In the field tests, performed in commercial plants or in pilot units, activated carbon injection (ACI) has shown the most promise as a near-term control technology, says Feeley. In a typical configuration, powdered activated carbon (PAC) is injected downstream of a plant’s air preheater (APH) and upstream of the particulate control device — an electrostatic precipitator (ESP) or fabric filter. The PAC absorbs Hg from the fluegas and is subsequently captured along with the fly ash.

One drawback of this technique is that fly ash is often sold for use as a concrete additive and PAC changes the properties of the ash, rendering it unsuitable for concrete. A process called Toxecon, developed by EPRI, avoids this problem by injecting PAC into the fluegas downstream of the primary particulate filter, then capturing the mercury-laden sorbent in a secondary filter or baghouse.

The first commercial installation of the Toxecon process started up last January at We Energies’ power plant in Marquette, Mich., as a five-year, $53-million demonstration project under DOE’s Clean Coal Power Initiative. DOE is contributing $24.9 million. So far the process has achieved 70–90% Hg removal, says Chang.

In a newer version of the process, Toxecon II, sorbent is injected into the latter fields of an ESP, rather than further downstream. This allows the recovery and sale of most of the ash from the first fields and avoids the cost of a second collection system. In field tests the process has obtained 60–80% Hg removal.

 

An elemental problem

However, ACI is by no means a panacea for mercury cleanup, since coal properties vary widely. Fluegas from the combustion of lignites and sub-bituminous coals, for example, is laden with elemental mercury, which is not amenable to absorption. The reason is that such coals contain much less chlorine and other oxidants than does bituminous coal, explains John Pavlish, a senior research advisor with the Energy & Environmental Research Center (EERC, Grand Forks, N.D.; undeerc.org).

One solution is to use a catalyst or chemical to oxidize elemental mercury to the ionic form. EERC has field-tested various chemical sorbent-enhancement additives (SEAs) to promote mercury oxidation and reports Hg removal of 87% in a test of calcium chloride, and better than 90% removal for a combination of PAC with a proprietary additive.

ADA-ES has tested a number of halogen-doped carbons, particularly brominated carbon, for cases where there is insufficient halogen in the fluegas. “We have got up to 90% mercury removal with BrACI at 3–4 lb/MMacf of gas, compared with 70–80% removal for standard carbon,” says Sjostrom.

Normally, sorbent is injected into the lower part of a fluegas stream, where the temperature is low enough to get good physical absorption. An exception to this practice is the Mer-Cure process, developed by Alstom Power, Inc. (Windsor, Conn.; power.alstom.com). In the Mer-Cure process, injection takes place above the air heater, at 600–800°F. At these temperatures, the sorbent becomes a catalyst that oxidizes the Hg and enhances its capture, explains Shin Kang, Alstom’s technology manager.

Mer-Cure uses PAC treated with proprietary chemicals to allow high-temperature use. In field tests, it has achieved better than 90% Hg removal, says Kang. High-sulfur coals present a challenge, he says, because SO3 competes with Hg for sorbent space. Alstom is formulating a sorbent to minimize SO3 interaction.

| PROVIDED DATA |

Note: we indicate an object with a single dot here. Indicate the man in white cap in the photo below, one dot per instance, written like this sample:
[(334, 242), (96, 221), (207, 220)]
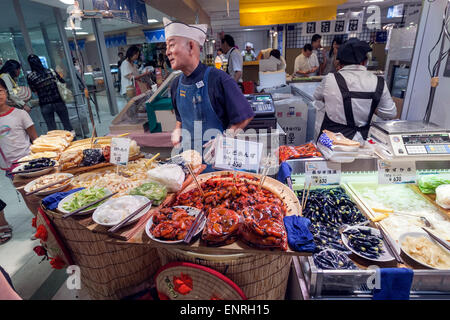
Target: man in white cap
[(206, 100), (248, 54)]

| TO-DO LIST |
a – Reproduce the passage of the mercury-control text from "Mer-Cure uses PAC" up to and including "minimize SO3 interaction.".
b – In the mercury-control text, at what temperature range does sorbent injection take place in the Mer-Cure process?

| THE RESPONSES |
a –
Mer-Cure uses PAC treated with proprietary chemicals to allow high-temperature use. In field tests, it has achieved better than 90% Hg removal, says Kang. High-sulfur coals present a challenge, he says, because SO3 competes with Hg for sorbent space. Alstom is formulating a sorbent to minimize SO3 interaction.

b – 600–800°F, above the air heater.